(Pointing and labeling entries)
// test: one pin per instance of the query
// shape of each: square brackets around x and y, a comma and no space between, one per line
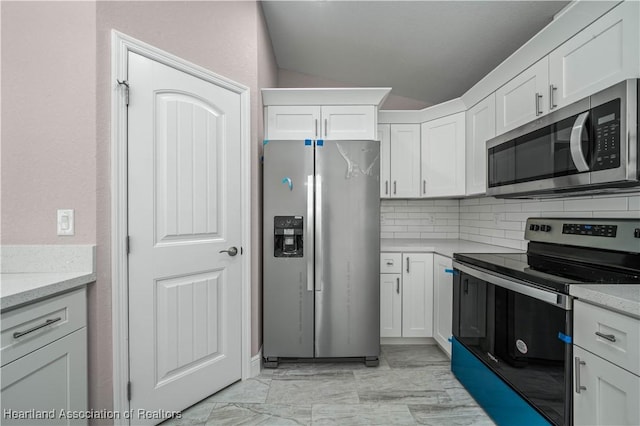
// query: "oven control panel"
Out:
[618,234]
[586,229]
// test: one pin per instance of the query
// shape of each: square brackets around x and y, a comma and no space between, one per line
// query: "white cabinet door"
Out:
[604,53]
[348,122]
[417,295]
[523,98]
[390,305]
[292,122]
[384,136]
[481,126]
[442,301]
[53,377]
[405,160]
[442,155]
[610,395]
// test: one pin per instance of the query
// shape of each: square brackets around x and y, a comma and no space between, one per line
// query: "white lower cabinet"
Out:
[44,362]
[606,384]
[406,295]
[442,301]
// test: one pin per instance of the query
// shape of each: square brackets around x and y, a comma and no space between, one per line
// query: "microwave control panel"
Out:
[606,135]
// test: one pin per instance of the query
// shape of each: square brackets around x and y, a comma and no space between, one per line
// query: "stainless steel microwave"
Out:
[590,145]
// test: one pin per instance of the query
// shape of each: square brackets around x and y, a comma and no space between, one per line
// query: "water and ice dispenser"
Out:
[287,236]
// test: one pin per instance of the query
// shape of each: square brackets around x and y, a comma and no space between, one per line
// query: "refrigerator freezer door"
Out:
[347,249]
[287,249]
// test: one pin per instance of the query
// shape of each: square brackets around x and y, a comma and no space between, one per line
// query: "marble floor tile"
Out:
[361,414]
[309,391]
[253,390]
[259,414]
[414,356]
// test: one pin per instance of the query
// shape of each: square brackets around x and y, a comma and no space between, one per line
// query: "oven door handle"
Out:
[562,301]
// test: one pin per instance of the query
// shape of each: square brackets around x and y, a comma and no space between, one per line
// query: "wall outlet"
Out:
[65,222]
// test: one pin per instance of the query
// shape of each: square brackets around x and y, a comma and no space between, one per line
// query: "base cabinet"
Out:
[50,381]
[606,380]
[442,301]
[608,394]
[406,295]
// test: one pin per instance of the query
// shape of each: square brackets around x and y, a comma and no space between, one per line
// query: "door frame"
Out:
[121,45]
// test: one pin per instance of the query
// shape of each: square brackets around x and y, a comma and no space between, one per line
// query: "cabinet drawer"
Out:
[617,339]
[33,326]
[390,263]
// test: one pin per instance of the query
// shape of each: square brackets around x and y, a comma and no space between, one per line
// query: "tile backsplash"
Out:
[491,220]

...

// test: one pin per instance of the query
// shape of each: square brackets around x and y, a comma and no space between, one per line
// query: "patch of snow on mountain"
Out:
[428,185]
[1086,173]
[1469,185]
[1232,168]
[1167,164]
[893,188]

=== JOB ===
List every line of the rows that contains the word "tile", copying each such line in full.

=== SOLUTION ===
// query: "marble floor tile"
// query: "tile backsplash"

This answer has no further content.